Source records

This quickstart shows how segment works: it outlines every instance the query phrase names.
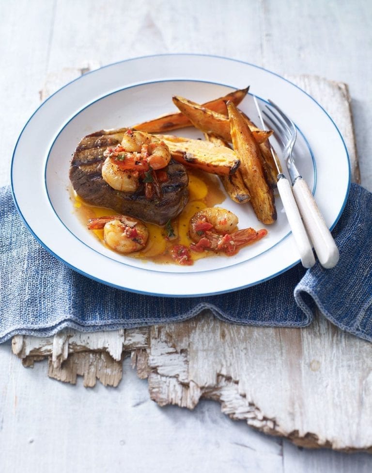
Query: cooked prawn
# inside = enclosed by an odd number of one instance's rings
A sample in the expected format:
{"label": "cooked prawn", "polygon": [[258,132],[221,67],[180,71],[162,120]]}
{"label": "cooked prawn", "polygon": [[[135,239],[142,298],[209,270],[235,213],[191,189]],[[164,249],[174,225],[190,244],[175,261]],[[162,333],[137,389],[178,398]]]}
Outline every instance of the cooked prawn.
{"label": "cooked prawn", "polygon": [[214,250],[227,255],[236,254],[240,247],[260,240],[267,233],[264,228],[238,230],[238,217],[229,210],[207,207],[191,218],[189,235],[195,242],[190,247],[195,251]]}
{"label": "cooked prawn", "polygon": [[117,191],[134,192],[140,184],[138,171],[123,171],[108,157],[102,166],[102,173],[104,180]]}
{"label": "cooked prawn", "polygon": [[[165,167],[170,161],[170,152],[164,141],[144,131],[128,130],[120,145],[108,147],[103,154],[106,160],[102,167],[102,177],[111,187],[134,192],[140,177],[147,184],[155,181],[155,185],[152,183],[145,187],[155,187],[159,195],[159,186],[156,188],[157,177],[152,171]],[[150,177],[149,172],[152,174]],[[151,193],[148,189],[146,191],[147,196]]]}
{"label": "cooked prawn", "polygon": [[103,228],[106,244],[115,251],[128,254],[139,251],[146,246],[149,230],[140,220],[126,215],[110,215],[91,218],[88,222],[90,230]]}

* **Exercise goal**
Copy each line above precisely, dropping the pictures.

* **Full output**
This quickstart shows how segment works: it outlines every instance the query phrase names.
Query: cooked prawn
# inside = enclosed by an odd number of one instance's rings
A sample in the expected format:
{"label": "cooked prawn", "polygon": [[258,132],[221,67],[180,71],[162,120]]}
{"label": "cooked prawn", "polygon": [[[135,239],[142,298],[209,270],[235,213],[191,189]],[[164,249],[174,225],[190,244],[175,261]],[[162,333],[137,389],[178,398]]]}
Outline every instance of the cooked prawn.
{"label": "cooked prawn", "polygon": [[214,250],[227,255],[236,254],[240,247],[260,240],[267,233],[264,228],[238,230],[238,217],[229,210],[207,207],[191,218],[189,235],[195,242],[190,247],[195,251]]}
{"label": "cooked prawn", "polygon": [[117,191],[134,192],[140,184],[138,171],[123,171],[108,157],[102,166],[102,173],[104,180]]}
{"label": "cooked prawn", "polygon": [[[165,167],[170,161],[170,152],[164,141],[144,131],[128,130],[120,145],[108,147],[103,154],[106,160],[102,167],[102,177],[111,187],[134,192],[140,177],[147,184],[155,181],[155,185],[152,183],[145,187],[155,187],[159,195],[159,186],[156,188],[157,177],[152,171]],[[150,177],[149,172],[152,174]],[[151,193],[148,189],[146,191],[147,196]]]}
{"label": "cooked prawn", "polygon": [[103,228],[106,244],[115,251],[128,254],[139,251],[146,246],[149,230],[140,220],[126,215],[110,215],[91,218],[88,222],[90,230]]}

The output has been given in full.